• **Supplied material**
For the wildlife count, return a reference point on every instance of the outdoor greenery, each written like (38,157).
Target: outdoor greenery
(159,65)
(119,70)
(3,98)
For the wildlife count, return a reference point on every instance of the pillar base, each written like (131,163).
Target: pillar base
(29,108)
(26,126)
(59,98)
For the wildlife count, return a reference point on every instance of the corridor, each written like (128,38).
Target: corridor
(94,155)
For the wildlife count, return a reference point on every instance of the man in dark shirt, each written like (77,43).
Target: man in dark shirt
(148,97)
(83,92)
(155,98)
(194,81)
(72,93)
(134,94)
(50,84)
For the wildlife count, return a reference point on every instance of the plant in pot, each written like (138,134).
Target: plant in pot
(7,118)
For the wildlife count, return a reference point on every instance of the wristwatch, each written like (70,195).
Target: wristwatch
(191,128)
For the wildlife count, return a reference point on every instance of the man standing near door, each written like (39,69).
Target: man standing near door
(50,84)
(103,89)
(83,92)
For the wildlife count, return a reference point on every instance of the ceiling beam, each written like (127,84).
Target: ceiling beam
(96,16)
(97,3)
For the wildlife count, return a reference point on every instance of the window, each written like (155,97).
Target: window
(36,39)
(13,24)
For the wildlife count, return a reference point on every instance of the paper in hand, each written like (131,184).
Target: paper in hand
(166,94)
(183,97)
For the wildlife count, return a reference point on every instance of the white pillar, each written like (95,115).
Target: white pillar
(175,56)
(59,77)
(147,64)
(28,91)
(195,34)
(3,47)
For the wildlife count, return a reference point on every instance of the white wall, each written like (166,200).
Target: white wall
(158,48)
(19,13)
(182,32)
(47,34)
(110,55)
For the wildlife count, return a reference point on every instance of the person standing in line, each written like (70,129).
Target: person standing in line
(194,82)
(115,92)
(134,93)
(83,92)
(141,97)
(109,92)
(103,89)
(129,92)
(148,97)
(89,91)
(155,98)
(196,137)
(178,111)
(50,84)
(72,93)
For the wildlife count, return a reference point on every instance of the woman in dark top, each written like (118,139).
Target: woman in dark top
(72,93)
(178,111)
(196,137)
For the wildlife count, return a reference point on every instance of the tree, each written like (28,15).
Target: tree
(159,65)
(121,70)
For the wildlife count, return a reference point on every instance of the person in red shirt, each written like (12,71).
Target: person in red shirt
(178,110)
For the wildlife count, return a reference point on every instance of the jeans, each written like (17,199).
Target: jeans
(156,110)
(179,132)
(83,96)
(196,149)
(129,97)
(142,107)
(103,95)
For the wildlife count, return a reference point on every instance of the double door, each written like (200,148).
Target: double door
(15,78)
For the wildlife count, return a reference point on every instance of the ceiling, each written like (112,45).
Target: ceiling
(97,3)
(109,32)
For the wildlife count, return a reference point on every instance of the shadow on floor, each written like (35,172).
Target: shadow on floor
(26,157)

• **The task**
Set down, word for word, only the lines running from the line with "written like (131,184)." to the last line of the listing above. Both of those lines belong in your answer.

• **The reply**
For the wildlife count, return a reference point on every instance of the paper in hand, each written like (131,184).
Target: paper in hand
(166,94)
(183,97)
For the wildlife count, return a reference point on every instance of the white pillar, each written like (95,115).
Target: white pillar
(175,56)
(59,77)
(147,64)
(28,91)
(195,34)
(3,47)
For the wildlife count, return a reference point on every instance of the white wall, each written like (166,200).
Target: white wall
(158,48)
(19,13)
(182,32)
(47,34)
(110,55)
For the wildlife count, return a reference point on every instance of the person standing in line, each written like (70,129).
Target: person standing in line
(194,82)
(115,92)
(134,93)
(83,92)
(141,97)
(109,92)
(103,89)
(129,92)
(148,97)
(89,91)
(155,98)
(196,137)
(178,111)
(50,84)
(72,93)
For the wildlife count, return a reference point on every instance of the woman in dark top, each written like (118,139).
Target: woman in dark top
(72,93)
(178,111)
(196,137)
For the wildlife count, return a reference point on every instance of the tree, each written like (28,15).
Target: tree
(159,65)
(121,70)
For the wildlife count, return a reference point on every instance of the person in red shirt, each written like (12,71).
Target: person in red shirt
(178,110)
For the wildlife count, return a reference point on every instance of the jeans, each written like (17,199).
Target: jeans
(156,110)
(179,132)
(83,96)
(196,149)
(129,97)
(142,107)
(103,95)
For the wildlife count, return a reference point on every instance of the double door, each written like (200,148).
Target: double door
(15,78)
For the wildlife count, return a reference point on every instance of the ceiling, each written like (112,45).
Target: ceiling
(97,3)
(109,32)
For the wildlife count, return a reference point on every instance of the shadow on floor, each written like (35,172).
Target: shadow on floor
(26,157)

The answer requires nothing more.